## Your goal
Present the material below as a numbered list, one line per entry, and omit any blank lines. Leave the pictures out.

Region annotation records:
++++

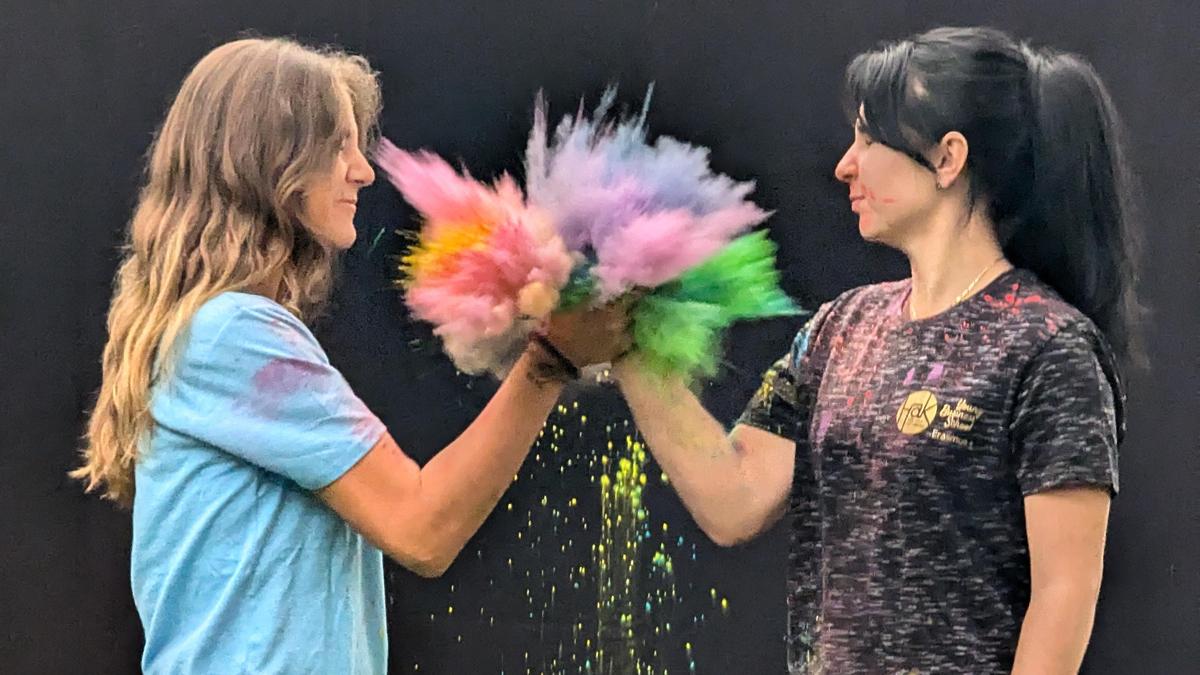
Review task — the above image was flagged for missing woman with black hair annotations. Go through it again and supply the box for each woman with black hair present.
[616,28,1136,674]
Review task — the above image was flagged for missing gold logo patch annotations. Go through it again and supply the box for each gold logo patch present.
[896,392,937,436]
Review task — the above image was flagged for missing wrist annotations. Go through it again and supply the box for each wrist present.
[527,333,580,383]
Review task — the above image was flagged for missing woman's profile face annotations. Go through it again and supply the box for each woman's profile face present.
[834,108,936,247]
[300,85,374,250]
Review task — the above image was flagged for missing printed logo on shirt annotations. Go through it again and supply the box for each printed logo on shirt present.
[896,390,937,436]
[896,390,983,448]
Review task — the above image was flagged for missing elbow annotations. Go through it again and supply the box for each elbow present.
[404,558,452,579]
[384,532,458,579]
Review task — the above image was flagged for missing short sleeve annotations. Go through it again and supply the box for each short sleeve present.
[1010,322,1124,495]
[737,306,828,440]
[151,293,385,490]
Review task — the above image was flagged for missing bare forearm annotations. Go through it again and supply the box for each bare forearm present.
[1013,583,1097,675]
[420,353,563,565]
[616,362,762,545]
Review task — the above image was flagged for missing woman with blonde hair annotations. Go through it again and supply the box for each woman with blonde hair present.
[73,38,628,674]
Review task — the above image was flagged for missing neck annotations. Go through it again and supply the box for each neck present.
[902,206,1012,318]
[246,270,283,301]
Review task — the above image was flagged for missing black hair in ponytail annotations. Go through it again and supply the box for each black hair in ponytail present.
[845,28,1141,360]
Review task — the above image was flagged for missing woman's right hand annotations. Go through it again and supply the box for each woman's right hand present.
[546,299,632,368]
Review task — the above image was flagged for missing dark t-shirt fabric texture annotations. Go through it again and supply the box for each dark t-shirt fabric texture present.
[739,269,1124,675]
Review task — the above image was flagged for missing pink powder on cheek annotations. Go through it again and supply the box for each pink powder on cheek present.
[863,185,896,204]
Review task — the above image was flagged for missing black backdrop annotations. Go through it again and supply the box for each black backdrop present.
[0,0,1200,674]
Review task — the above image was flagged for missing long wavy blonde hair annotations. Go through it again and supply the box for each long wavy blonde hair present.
[71,38,379,506]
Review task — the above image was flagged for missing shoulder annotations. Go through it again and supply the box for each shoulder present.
[792,276,907,358]
[977,269,1111,359]
[176,292,325,364]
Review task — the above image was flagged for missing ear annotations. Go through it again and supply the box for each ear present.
[930,131,970,190]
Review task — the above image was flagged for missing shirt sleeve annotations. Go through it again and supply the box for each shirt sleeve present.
[152,296,385,490]
[1010,323,1124,495]
[737,305,828,441]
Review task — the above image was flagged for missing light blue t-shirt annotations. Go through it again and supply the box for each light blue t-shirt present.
[131,292,388,675]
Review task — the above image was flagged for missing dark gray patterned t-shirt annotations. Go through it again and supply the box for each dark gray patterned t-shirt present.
[740,270,1123,674]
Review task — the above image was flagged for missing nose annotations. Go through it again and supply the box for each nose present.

++++

## Completed task
1. Review task — the above image was flagged for missing woman with black hair annotations. Go through it again and supply the box for each woman with black hair present.
2. [616,28,1136,674]
3. Review task — the above image was flagged for missing gold logo patch annotations. Go through it again and supply the box for each gold logo patch present.
4. [896,392,937,436]
5. Review task — the above image was flagged for missing wrist annotations. Go through it again and supply the box for each wrist present.
6. [527,333,580,383]
7. Review task — the above image was flagged for missing woman's profile face annotations. Go through it again and supply the box for each woman's profile face present.
8. [834,108,936,247]
9. [300,85,374,250]
10. Review task — the above image was flagged for missing printed logo on shirt annotations. Go through it again and supply the box for each printed logo on shirt present.
11. [896,390,937,436]
12. [896,390,983,448]
13. Review task — the above image was flagged for missing elbow annotations. Go through it again and supply the box for each elbow present.
14. [404,558,452,579]
15. [384,532,458,579]
16. Review task — the above image was flagged for missing short sleeve annotations. Go through it again and supply the box for each short sleeve present.
17. [1010,322,1124,495]
18. [737,306,828,440]
19. [151,293,385,490]
20. Review task — the above image was flagged for missing bare forearm annotations. Go through it again and supply the box for each bare forearm present.
21. [1013,583,1097,675]
22. [420,353,563,565]
23. [616,362,762,545]
24. Review task — the above image was flagged for missing woman with blonde hair annotations. Go through it again and supply the box for each woman with blonde hair present.
25. [73,38,628,674]
26. Review task — the above image was flagged for missing neck annotations. Go through it again and supply the box for each neck present.
27. [902,206,1012,318]
28. [246,270,283,301]
29. Review task — the above image was flagged for missing black hair in ponytail annotations. Go through it again and supply the box for each black hair in ponytail present.
30. [845,28,1141,360]
31. Review task — the above image was flagged for missing woman's right hand annotations. Go through it again and supply the box for each woman's right hand present.
32. [546,299,632,368]
33. Review task — the above image was flagged for missing dark t-shirt fabric texture annotations. Go through it again and supply the box for each dark t-shirt fabric texture present.
34. [739,269,1124,675]
35. Review task — the above image was flagged for missing pink powder on cheek annotations. Go through it again and supply the box for each pink powder on cheek present.
36. [863,185,896,204]
37. Review task — the above image was flagged for missing black backdrop annotations. Go through it again and supply the box for each black backdrop present.
38. [0,0,1200,674]
39. Review task — the above image was flagged for missing long wavy blonde hair annotations. Go through it again and supply the box for each long wavy blonde hair present.
40. [71,38,379,506]
41. Review task — the above image was flagged for missing shoulder annotations. Go through it again and supply the box for each shoulder present.
42. [792,276,907,358]
43. [977,269,1111,359]
44. [176,292,325,364]
45. Review task — the above image was flagged for missing ear annotations. Go through it again and supply the box for each ear present.
46. [930,131,970,190]
47. Review task — the above image was flagged for missing shirt sleeve annotations. Go through it again and supply the box for each shirt sleeve present.
48. [152,296,385,490]
49. [1010,323,1124,495]
50. [737,305,828,441]
51. Review task — the above image was flagged for missing light blue t-shirt annotations. Go through it again and supply the box for each light blue t-shirt present.
52. [131,292,388,675]
53. Review task — the above image was flagged for missing dark gray patterned t-shirt annotations. Go through it again and supply the box for each dark gray patterned t-shirt present.
54. [740,270,1123,674]
55. Review task — the above image was flagged for missing nose annotations. Go through it again and supply the box for each nose present.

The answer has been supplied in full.